## Direction:
Rewrite the data as a numbered list, from the start of the data up to and including the line that contains "[[[386,0],[347,0],[347,60],[352,66],[387,65]]]". Skip blank lines and leave the pictures out of your answer.

Region outline entries
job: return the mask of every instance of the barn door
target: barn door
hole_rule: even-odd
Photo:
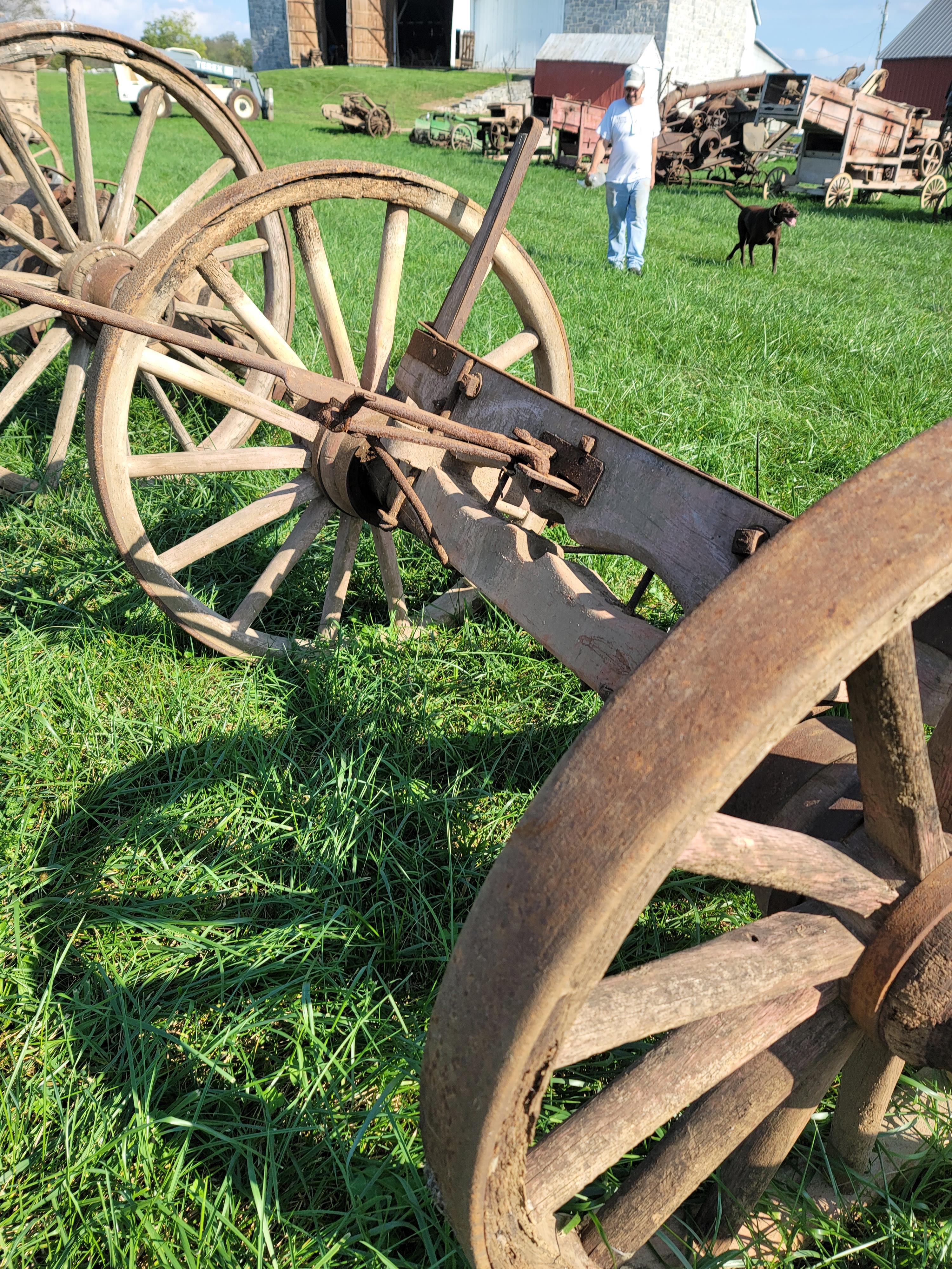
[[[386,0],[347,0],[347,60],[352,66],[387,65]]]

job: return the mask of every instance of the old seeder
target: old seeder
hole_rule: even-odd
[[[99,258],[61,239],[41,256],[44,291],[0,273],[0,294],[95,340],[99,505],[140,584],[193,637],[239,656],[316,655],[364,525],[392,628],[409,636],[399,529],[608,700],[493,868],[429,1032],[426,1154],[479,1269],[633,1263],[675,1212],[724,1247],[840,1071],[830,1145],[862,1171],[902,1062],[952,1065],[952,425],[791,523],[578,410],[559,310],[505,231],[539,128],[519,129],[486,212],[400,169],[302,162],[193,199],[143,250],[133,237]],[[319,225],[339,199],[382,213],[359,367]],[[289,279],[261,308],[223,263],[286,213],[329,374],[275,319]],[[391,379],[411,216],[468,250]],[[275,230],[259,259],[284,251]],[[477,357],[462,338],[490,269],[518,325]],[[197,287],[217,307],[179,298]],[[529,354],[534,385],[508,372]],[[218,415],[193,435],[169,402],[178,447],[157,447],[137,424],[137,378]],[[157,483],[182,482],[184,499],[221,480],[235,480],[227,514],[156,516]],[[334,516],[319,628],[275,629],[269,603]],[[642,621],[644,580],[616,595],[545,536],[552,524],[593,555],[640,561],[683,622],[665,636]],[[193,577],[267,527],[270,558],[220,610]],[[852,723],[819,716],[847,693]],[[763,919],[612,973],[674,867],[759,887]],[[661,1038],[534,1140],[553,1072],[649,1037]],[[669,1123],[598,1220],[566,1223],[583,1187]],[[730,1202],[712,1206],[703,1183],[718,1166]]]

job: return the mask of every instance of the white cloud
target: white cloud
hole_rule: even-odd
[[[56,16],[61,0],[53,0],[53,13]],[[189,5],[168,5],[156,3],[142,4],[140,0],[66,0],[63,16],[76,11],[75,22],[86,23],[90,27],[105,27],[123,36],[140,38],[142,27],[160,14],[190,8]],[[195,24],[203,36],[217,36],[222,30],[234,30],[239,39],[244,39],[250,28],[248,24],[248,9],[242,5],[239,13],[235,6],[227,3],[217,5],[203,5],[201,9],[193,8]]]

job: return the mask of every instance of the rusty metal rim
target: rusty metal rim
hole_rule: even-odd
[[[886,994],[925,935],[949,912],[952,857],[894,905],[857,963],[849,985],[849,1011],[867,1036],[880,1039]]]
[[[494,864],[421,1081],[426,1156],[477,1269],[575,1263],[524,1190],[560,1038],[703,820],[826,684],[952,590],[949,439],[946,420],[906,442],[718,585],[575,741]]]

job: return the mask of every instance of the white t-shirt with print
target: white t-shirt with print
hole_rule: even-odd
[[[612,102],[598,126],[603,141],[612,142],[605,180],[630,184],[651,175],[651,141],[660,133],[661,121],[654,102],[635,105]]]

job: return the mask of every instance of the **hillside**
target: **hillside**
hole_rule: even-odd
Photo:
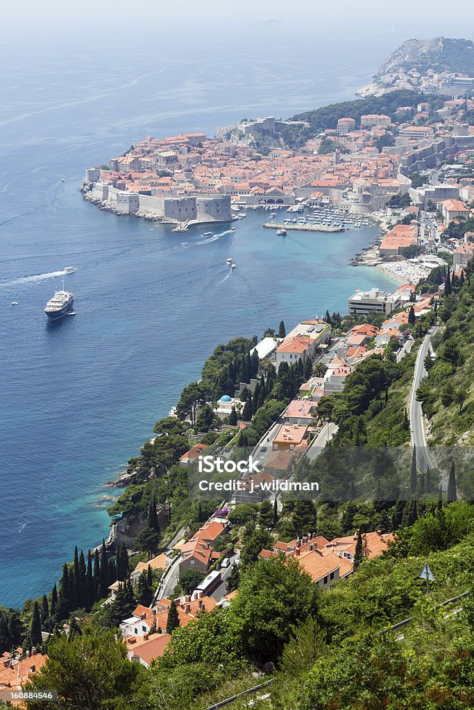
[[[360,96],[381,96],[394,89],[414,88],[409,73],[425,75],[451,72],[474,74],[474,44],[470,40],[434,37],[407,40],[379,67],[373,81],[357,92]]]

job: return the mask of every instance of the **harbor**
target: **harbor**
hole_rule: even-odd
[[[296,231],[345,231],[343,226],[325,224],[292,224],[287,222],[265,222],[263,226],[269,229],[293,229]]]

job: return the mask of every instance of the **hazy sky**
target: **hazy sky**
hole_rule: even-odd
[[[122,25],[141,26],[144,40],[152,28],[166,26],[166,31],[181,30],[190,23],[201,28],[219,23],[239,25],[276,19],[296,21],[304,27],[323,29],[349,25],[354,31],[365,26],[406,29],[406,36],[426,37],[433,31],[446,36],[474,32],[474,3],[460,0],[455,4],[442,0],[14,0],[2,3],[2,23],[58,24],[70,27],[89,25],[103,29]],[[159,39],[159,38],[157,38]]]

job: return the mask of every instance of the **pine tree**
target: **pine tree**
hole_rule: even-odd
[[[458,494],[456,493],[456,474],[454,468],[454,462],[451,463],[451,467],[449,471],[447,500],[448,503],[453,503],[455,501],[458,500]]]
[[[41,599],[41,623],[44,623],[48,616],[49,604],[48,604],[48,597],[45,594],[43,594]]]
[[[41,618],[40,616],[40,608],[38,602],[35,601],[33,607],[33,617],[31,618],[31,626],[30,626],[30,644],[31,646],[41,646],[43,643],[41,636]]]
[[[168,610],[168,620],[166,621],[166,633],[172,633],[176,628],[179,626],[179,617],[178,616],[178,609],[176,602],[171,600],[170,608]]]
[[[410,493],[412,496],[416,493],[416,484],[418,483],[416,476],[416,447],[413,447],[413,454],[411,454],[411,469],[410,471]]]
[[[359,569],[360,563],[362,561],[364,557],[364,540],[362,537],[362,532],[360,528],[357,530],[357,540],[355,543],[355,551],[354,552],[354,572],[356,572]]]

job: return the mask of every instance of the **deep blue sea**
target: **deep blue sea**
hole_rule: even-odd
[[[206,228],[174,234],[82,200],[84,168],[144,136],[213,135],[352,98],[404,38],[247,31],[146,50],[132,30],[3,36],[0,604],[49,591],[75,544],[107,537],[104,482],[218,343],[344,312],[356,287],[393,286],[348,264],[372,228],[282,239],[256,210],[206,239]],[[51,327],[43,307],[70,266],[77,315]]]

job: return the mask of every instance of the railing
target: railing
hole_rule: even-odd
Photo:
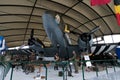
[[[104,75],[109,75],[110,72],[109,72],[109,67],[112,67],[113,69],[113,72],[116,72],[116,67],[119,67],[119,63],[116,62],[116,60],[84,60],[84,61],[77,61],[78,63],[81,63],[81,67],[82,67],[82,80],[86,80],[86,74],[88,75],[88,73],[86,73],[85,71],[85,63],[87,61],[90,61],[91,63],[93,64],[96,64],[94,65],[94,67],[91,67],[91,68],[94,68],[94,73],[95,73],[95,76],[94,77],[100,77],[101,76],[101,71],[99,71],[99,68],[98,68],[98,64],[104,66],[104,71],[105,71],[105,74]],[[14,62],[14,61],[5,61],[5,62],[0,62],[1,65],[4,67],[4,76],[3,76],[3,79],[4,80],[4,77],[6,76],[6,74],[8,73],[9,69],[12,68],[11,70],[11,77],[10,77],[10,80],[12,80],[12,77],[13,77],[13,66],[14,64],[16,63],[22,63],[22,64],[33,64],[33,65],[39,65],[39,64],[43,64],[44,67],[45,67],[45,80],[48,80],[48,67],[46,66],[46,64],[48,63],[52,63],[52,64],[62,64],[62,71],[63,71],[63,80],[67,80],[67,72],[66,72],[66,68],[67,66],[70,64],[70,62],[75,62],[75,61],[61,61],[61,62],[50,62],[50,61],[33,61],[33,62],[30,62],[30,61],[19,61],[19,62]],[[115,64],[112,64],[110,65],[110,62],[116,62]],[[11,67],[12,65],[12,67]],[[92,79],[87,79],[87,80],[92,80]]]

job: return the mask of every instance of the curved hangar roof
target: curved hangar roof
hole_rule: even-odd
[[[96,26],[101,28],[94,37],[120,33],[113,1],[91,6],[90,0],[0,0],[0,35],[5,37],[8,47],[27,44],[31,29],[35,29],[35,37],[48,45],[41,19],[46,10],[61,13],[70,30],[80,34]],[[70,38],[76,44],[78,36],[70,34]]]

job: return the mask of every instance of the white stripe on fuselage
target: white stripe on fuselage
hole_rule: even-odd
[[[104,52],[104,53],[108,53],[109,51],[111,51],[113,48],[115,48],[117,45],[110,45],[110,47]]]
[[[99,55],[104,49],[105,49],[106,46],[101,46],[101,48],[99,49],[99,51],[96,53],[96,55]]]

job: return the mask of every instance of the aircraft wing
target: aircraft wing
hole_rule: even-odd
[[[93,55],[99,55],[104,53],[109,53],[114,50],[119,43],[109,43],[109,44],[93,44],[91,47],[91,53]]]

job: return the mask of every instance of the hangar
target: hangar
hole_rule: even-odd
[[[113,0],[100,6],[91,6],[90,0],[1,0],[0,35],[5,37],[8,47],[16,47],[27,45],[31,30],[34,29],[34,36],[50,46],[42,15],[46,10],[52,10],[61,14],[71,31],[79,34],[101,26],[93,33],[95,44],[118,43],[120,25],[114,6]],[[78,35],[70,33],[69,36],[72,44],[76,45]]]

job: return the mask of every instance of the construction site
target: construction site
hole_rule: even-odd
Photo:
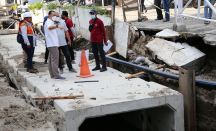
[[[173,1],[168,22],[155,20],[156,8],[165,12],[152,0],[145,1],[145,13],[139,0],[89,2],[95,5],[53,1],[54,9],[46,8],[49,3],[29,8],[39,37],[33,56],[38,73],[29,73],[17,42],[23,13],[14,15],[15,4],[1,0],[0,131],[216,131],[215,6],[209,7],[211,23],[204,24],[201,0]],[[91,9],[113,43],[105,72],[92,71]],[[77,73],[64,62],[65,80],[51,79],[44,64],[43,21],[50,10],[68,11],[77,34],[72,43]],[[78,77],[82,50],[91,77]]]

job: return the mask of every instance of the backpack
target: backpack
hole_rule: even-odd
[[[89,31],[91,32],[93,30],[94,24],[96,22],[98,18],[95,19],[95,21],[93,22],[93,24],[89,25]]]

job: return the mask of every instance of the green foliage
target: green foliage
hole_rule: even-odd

## Result of this exercise:
1. job: return the mask of every instance of the barn door
2. target: barn door
3. hole_rule: even-odd
4. Photo:
5. [[[386,0],[347,0],[347,60],[352,66],[387,65]]]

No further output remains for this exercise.